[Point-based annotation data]
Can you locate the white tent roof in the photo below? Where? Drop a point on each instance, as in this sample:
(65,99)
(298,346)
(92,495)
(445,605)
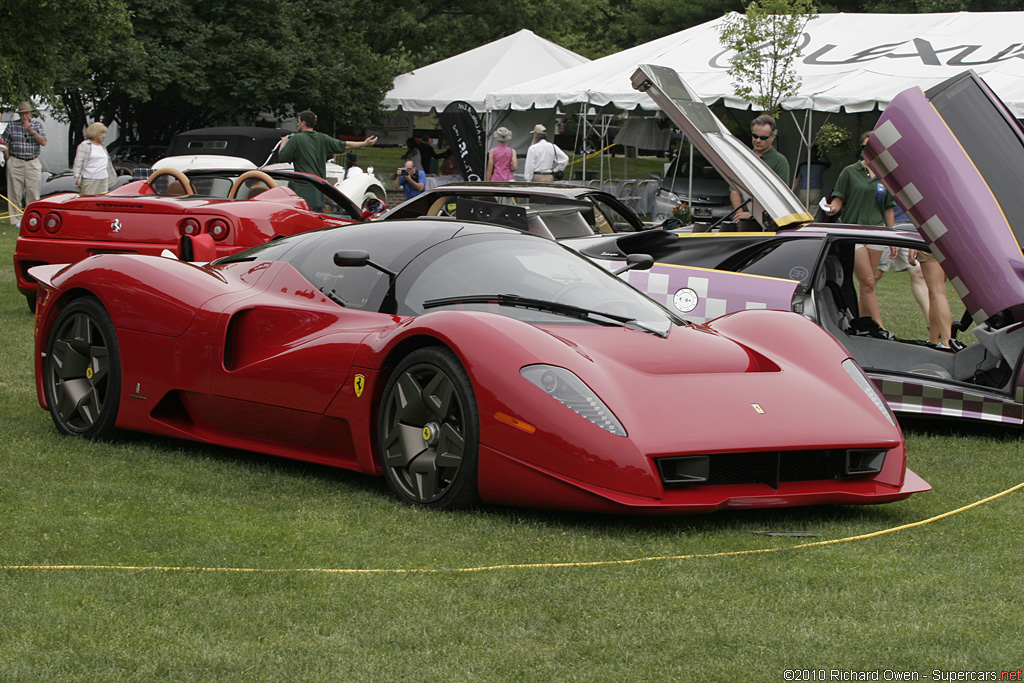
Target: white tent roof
(856,61)
(470,76)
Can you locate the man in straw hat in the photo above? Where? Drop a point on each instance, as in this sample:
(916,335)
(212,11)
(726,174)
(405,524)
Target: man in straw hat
(24,140)
(544,159)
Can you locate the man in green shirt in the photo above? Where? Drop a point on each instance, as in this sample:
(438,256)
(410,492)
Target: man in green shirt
(763,130)
(308,150)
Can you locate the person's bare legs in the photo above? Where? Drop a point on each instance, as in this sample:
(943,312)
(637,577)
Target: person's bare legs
(940,318)
(865,262)
(920,289)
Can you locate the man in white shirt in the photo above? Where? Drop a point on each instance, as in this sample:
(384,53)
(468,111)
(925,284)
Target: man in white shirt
(544,159)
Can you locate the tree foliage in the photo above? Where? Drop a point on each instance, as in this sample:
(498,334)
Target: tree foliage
(48,46)
(765,41)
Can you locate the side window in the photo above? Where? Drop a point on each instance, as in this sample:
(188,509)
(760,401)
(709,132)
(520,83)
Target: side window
(792,259)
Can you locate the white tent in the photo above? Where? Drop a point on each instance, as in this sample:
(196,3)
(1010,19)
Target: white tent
(470,76)
(853,62)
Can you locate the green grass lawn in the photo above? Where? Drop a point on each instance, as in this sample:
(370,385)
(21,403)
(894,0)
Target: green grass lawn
(945,595)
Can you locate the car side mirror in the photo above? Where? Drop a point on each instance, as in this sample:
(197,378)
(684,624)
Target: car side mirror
(372,208)
(637,262)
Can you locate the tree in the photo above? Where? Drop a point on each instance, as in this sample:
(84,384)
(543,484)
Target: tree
(765,41)
(51,46)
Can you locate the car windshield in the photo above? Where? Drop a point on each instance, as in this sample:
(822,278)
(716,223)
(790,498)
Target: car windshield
(702,169)
(535,281)
(220,184)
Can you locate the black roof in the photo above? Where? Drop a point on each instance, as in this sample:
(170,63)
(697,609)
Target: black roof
(252,142)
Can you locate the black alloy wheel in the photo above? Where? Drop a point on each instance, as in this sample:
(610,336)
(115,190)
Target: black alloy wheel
(428,431)
(82,371)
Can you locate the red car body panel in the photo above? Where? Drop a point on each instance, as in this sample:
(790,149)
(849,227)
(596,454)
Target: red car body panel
(133,219)
(250,355)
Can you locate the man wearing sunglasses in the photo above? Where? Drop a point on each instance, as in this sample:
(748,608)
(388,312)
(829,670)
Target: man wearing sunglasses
(763,131)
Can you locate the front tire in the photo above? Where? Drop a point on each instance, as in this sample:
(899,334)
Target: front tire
(428,430)
(82,371)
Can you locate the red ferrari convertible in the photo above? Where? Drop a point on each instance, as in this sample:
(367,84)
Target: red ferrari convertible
(198,215)
(465,363)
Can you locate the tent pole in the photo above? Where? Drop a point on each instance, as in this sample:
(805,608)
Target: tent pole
(689,189)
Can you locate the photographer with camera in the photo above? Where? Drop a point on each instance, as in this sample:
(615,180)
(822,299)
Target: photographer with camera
(410,179)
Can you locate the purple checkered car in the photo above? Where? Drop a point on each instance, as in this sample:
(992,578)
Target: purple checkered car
(953,157)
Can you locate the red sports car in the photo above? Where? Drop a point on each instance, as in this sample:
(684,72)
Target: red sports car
(465,363)
(198,215)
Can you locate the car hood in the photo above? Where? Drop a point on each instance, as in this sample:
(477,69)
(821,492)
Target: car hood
(732,159)
(953,157)
(711,188)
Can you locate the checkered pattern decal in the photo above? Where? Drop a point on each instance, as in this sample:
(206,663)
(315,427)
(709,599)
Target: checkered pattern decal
(925,397)
(918,158)
(700,295)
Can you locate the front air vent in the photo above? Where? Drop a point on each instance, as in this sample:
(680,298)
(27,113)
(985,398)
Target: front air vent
(769,467)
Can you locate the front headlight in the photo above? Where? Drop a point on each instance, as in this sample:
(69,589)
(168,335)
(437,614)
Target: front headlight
(854,371)
(570,391)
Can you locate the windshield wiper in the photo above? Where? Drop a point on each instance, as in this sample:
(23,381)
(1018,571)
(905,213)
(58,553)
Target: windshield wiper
(333,296)
(541,304)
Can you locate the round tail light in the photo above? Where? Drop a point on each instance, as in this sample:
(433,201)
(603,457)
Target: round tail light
(32,221)
(218,228)
(189,226)
(52,222)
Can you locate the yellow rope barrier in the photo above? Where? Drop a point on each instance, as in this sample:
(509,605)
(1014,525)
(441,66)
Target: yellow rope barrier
(20,210)
(495,567)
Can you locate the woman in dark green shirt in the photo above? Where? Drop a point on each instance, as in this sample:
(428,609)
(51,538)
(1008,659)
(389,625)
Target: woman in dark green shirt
(860,199)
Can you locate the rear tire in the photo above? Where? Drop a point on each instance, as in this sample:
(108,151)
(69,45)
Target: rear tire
(82,371)
(428,431)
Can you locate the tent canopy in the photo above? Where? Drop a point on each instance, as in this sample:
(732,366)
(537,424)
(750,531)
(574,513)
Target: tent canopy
(470,76)
(852,62)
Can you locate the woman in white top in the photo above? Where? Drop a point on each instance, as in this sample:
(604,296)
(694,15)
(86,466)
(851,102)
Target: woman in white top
(93,169)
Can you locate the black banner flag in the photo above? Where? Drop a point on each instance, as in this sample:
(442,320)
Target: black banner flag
(464,134)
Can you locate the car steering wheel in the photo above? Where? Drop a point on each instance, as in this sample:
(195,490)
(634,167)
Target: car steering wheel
(183,181)
(237,185)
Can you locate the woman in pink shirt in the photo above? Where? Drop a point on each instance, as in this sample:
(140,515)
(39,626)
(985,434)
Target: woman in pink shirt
(502,161)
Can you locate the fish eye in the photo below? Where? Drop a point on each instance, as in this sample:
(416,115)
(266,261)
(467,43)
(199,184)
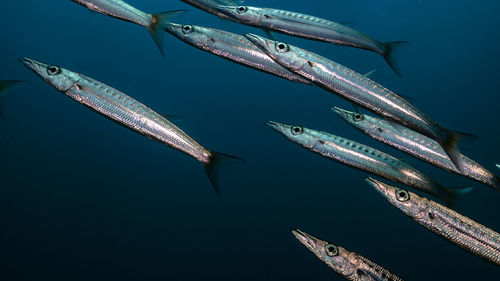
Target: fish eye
(331,250)
(296,130)
(402,195)
(241,9)
(282,47)
(358,117)
(186,29)
(53,70)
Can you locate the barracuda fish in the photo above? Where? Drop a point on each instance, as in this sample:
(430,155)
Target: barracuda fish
(462,231)
(348,264)
(360,90)
(309,27)
(121,10)
(4,85)
(130,113)
(366,159)
(210,6)
(233,47)
(416,145)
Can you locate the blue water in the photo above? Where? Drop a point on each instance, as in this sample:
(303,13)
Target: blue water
(85,199)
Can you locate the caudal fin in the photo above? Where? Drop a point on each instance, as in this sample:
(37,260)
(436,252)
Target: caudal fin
(455,194)
(217,162)
(451,148)
(158,22)
(390,54)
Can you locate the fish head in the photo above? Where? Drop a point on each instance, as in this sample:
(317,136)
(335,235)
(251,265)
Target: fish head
(296,134)
(60,78)
(192,34)
(241,14)
(408,202)
(358,120)
(288,56)
(336,257)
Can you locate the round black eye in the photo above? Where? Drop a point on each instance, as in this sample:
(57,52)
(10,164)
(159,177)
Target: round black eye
(358,117)
(282,47)
(331,250)
(296,130)
(242,9)
(53,70)
(186,29)
(402,195)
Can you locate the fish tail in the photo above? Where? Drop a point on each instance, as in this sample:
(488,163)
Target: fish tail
(455,194)
(390,54)
(450,146)
(158,22)
(216,162)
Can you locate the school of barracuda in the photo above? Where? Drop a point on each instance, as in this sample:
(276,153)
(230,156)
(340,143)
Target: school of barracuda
(400,125)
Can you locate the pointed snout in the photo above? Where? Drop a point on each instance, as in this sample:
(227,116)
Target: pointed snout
(306,239)
(279,127)
(383,188)
(36,66)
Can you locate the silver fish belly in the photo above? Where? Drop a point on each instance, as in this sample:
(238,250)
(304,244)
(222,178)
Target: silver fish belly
(348,264)
(416,145)
(358,89)
(231,46)
(362,157)
(118,9)
(458,229)
(119,107)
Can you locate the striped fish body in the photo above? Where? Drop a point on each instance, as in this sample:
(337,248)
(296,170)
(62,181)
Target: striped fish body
(362,157)
(458,229)
(134,115)
(350,265)
(230,46)
(118,9)
(309,27)
(209,6)
(417,145)
(119,107)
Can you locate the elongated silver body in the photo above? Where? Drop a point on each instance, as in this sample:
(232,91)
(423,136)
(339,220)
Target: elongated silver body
(309,27)
(458,229)
(416,145)
(119,107)
(118,9)
(362,157)
(210,6)
(357,89)
(232,47)
(348,264)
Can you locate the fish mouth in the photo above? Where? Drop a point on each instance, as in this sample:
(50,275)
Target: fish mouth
(381,187)
(259,42)
(33,65)
(342,112)
(306,239)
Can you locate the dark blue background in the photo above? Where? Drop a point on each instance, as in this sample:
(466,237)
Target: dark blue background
(85,199)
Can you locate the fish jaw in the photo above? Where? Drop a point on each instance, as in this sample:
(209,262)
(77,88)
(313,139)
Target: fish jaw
(58,77)
(412,206)
(311,242)
(285,55)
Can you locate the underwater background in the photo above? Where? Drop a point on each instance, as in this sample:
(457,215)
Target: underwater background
(82,198)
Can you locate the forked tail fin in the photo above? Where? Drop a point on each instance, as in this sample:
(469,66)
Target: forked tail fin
(217,162)
(389,54)
(455,194)
(157,24)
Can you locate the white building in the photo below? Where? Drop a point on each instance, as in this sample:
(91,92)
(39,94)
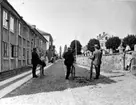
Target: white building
(102,39)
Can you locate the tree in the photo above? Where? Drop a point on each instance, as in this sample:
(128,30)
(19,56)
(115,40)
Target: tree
(113,43)
(91,43)
(76,46)
(129,40)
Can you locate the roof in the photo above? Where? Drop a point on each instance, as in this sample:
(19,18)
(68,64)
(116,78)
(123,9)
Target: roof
(36,31)
(45,34)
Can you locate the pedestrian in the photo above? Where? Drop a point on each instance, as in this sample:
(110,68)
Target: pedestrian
(96,60)
(69,60)
(35,61)
(42,65)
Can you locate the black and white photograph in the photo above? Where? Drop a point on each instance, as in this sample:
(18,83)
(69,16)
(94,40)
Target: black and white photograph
(67,52)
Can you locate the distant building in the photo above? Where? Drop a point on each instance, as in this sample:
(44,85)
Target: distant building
(48,38)
(102,39)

> What the exercise asks: Exactly the lines from the one containing "Can you locate the underwater" to the final line of the entries are wanted; please write them out, both ends included, but not the pictures.

> Written response:
Can you locate the underwater background in the photo above? Where? Drop a point on each instance, as in this sample:
(457,215)
Target: underwater background
(82,198)
Can you locate the forked tail fin in the photo above? Where? Drop a point on each instance, as in this sample:
(469,66)
Target: forked tail fin
(217,162)
(389,54)
(455,194)
(157,24)
Can you locate the white building in the photo below? Where? Drop a point on each instance, as in this sample:
(91,92)
(39,94)
Target: white building
(102,39)
Can you locate the tree in the photo above? Where? Drop a point on each instance, as in this sample:
(128,30)
(19,56)
(115,40)
Target: tree
(113,43)
(91,43)
(76,46)
(129,40)
Can you locate the roof in the photo above? Where? Drop a point on each instance, as in this sample:
(19,18)
(68,64)
(116,78)
(123,9)
Target: roof
(36,31)
(45,34)
Can you locate the pedestrian in the photo above? Where? Drop a point on each instance, as in this sample:
(110,68)
Target: pedestrian
(96,60)
(69,60)
(35,61)
(42,65)
Can you locate the black and white photograph in the photo above? Where? Drop a point on each instance, as in this sample:
(18,83)
(69,16)
(94,40)
Target: black and white photograph
(67,52)
Can you locate the distant building in the photo above? Where? Drop a point on each instance, as in this sample:
(44,85)
Target: distant building
(48,38)
(102,39)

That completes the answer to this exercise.